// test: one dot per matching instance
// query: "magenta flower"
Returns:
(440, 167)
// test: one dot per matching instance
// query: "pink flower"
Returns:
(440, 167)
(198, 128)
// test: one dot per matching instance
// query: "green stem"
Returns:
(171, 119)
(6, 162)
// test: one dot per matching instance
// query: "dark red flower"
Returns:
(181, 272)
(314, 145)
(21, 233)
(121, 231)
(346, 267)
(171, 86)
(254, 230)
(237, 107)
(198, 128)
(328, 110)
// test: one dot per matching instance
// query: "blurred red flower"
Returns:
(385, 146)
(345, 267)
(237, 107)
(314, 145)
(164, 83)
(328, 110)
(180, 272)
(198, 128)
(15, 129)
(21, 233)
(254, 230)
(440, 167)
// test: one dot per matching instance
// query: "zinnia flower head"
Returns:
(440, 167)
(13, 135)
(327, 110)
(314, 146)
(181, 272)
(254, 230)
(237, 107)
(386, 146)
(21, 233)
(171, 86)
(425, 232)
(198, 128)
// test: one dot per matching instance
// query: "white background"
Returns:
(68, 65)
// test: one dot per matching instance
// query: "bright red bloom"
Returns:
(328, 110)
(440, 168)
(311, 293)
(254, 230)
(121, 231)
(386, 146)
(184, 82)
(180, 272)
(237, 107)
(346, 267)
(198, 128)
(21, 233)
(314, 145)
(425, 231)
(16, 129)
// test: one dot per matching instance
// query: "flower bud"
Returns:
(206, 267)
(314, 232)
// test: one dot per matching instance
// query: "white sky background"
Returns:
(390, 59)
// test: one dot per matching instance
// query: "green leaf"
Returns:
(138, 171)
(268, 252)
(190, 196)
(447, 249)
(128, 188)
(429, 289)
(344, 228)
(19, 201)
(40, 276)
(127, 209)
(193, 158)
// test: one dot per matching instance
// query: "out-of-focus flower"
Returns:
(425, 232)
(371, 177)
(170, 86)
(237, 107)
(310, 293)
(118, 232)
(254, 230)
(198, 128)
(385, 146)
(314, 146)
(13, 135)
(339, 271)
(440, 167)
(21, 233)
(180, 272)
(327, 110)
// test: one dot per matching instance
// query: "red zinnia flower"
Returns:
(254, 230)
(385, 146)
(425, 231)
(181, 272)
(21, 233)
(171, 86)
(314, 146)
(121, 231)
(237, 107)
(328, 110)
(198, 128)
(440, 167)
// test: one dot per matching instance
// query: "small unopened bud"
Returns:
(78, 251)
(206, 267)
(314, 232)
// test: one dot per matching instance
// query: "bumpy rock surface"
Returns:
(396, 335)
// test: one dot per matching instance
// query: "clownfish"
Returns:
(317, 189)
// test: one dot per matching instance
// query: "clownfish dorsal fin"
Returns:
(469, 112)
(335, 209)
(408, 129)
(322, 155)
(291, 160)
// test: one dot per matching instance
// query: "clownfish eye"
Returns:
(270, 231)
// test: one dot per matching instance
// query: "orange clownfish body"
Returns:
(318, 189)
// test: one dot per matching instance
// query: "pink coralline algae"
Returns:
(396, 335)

STATED PROBLEM:
Reproduce each record exactly as it appears.

RESULT OF THE TASK:
// test: one dot per matching instance
// query: "magenta flower"
Returns:
(440, 167)
// test: one dot per matching instance
// query: "pink flower"
Returns:
(440, 167)
(198, 128)
// test: one dot per matching instance
// query: "green stem"
Returns:
(171, 119)
(6, 162)
// test: one dot per matching instance
// query: "dark red flower"
Returns:
(181, 272)
(314, 145)
(21, 233)
(121, 231)
(346, 267)
(171, 86)
(254, 230)
(237, 107)
(198, 128)
(328, 110)
// test: one dot per matching instance
// query: "blurred red flower"
Returns:
(385, 146)
(345, 267)
(237, 107)
(314, 145)
(164, 83)
(328, 110)
(180, 272)
(198, 128)
(15, 129)
(21, 233)
(254, 230)
(440, 167)
// test: one dot per matching instance
// query: "zinnia flower head"
Returns:
(440, 167)
(13, 135)
(327, 110)
(314, 146)
(181, 272)
(254, 230)
(237, 107)
(386, 146)
(21, 233)
(171, 86)
(425, 232)
(198, 128)
// test: one dot per matching instance
// query: "white background"
Returns:
(68, 65)
// test: one dot per matching instance
// query: "bright red bloom"
Returns:
(328, 110)
(440, 168)
(311, 293)
(254, 230)
(121, 231)
(386, 146)
(184, 82)
(180, 272)
(237, 107)
(346, 267)
(198, 128)
(21, 233)
(314, 145)
(425, 231)
(16, 129)
// test: one dot per matching instance
// query: "flower bud"
Returns:
(206, 267)
(314, 232)
// test: one dot per matching instance
// query: "white sky background"
Returns:
(390, 59)
// test: one dot per matching instance
// query: "green leaf"
Returns:
(138, 171)
(268, 252)
(190, 196)
(447, 249)
(128, 188)
(429, 289)
(344, 228)
(19, 201)
(40, 276)
(127, 209)
(193, 158)
// test: one dot per matching instance
// query: "out-of-focus flower"
Returns:
(425, 232)
(371, 177)
(170, 86)
(237, 107)
(310, 293)
(118, 232)
(254, 230)
(198, 128)
(385, 146)
(314, 146)
(13, 135)
(339, 271)
(440, 167)
(21, 233)
(180, 272)
(327, 110)
// test: one dot per matching instance
// query: "red zinnia flower"
Returns:
(254, 230)
(385, 146)
(425, 231)
(181, 272)
(21, 233)
(171, 86)
(314, 146)
(121, 231)
(237, 107)
(328, 110)
(198, 128)
(440, 167)
// test: one dot per matching instance
// query: "small unopened bud"
Returns:
(78, 251)
(206, 267)
(314, 232)
// test: one dot per matching instance
// query: "bumpy rock surface"
Returns:
(396, 335)
// test: one dot per matching instance
// query: "clownfish"
Returns:
(317, 189)
// test: one dot per matching instance
// query: "clownfish dorsal fin"
Returns:
(469, 112)
(335, 209)
(408, 129)
(322, 155)
(291, 160)
// test: one dot per matching instance
// query: "clownfish eye"
Returns:
(270, 231)
// test: one dot per matching instance
// query: "orange clownfish body"
Returns:
(318, 189)
// test: one dot per matching instance
// query: "pink coralline algae"
Returns:
(396, 335)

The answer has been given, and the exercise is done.